It’s better to oversleep and miss the boat then get up early and sink.
(Elizabeth Jane Howard)
This book proposal about female writers of the mid-20th century was actually commissioned a couple of years ago, but after much thought I decided not to do it.
Which went down quite badly - and I suppose was very annoying. Writers are annoying. Very few of us are like the passive creation of one of my ‘women’, Anita Brookner, whose romantic novelist protagonist in Hotel Du Lac always submits her typescripts ahead of deadline (imagine!!!)
My main reason for backing out was that a serious biography of Jean Rhys (above) - one of the book’s chief subjects, along with Elizabeth Jane Howard and Elizabeth Taylor - had recently been published and it seemed perverse to proceed.
But I was also sincere in my belief that the premise behind the book, that these writers were undervalued, had ceased to be true. Perhaps not true of certain individuals (Rhys, except for Wide Sargasso Sea?). But the quasi-feminist idea that they were undervalued essentially because they were female - ‘woman’s writers’ - now seemed a bit #metooforthesakeofit.
I had waited too long - I thought.

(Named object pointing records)
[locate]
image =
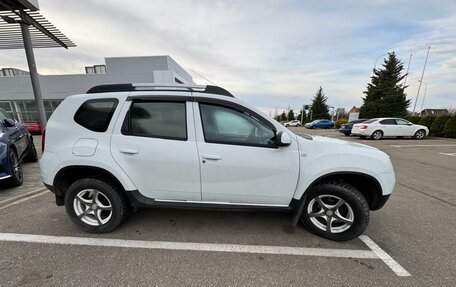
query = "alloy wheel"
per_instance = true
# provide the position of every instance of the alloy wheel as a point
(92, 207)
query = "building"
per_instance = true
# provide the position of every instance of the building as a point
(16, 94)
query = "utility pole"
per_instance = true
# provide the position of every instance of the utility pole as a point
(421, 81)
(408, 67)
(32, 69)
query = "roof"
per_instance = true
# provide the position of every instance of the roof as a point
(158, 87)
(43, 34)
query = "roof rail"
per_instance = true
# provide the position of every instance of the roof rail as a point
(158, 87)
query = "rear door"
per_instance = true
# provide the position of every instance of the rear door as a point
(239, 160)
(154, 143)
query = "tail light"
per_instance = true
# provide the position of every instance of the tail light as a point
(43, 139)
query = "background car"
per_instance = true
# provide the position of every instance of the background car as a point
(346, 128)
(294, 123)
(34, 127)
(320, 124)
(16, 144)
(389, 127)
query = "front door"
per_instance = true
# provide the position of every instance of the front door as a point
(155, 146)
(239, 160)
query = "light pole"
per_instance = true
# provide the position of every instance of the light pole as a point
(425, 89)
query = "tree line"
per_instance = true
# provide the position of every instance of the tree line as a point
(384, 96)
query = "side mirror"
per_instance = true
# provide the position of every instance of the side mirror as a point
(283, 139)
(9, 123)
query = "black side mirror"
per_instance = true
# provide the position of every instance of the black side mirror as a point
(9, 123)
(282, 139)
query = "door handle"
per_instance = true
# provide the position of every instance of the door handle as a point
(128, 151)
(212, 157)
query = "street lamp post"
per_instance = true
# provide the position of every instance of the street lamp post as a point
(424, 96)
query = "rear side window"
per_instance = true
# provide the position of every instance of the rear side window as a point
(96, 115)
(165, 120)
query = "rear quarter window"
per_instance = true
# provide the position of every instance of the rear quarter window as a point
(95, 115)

= Written exercise =
Copy the passage on the abandoned book proposal in full, word for word. The material has no connection to the passage on the abandoned book proposal.

= Response below =
It’s better to oversleep and miss the boat then get up early and sink.
(Elizabeth Jane Howard)
This book proposal about female writers of the mid-20th century was actually commissioned a couple of years ago, but after much thought I decided not to do it.
Which went down quite badly - and I suppose was very annoying. Writers are annoying. Very few of us are like the passive creation of one of my ‘women’, Anita Brookner, whose romantic novelist protagonist in Hotel Du Lac always submits her typescripts ahead of deadline (imagine!!!)
My main reason for backing out was that a serious biography of Jean Rhys (above) - one of the book’s chief subjects, along with Elizabeth Jane Howard and Elizabeth Taylor - had recently been published and it seemed perverse to proceed.
But I was also sincere in my belief that the premise behind the book, that these writers were undervalued, had ceased to be true. Perhaps not true of certain individuals (Rhys, except for Wide Sargasso Sea?). But the quasi-feminist idea that they were undervalued essentially because they were female - ‘woman’s writers’ - now seemed a bit #metooforthesakeofit.
I had waited too long - I thought.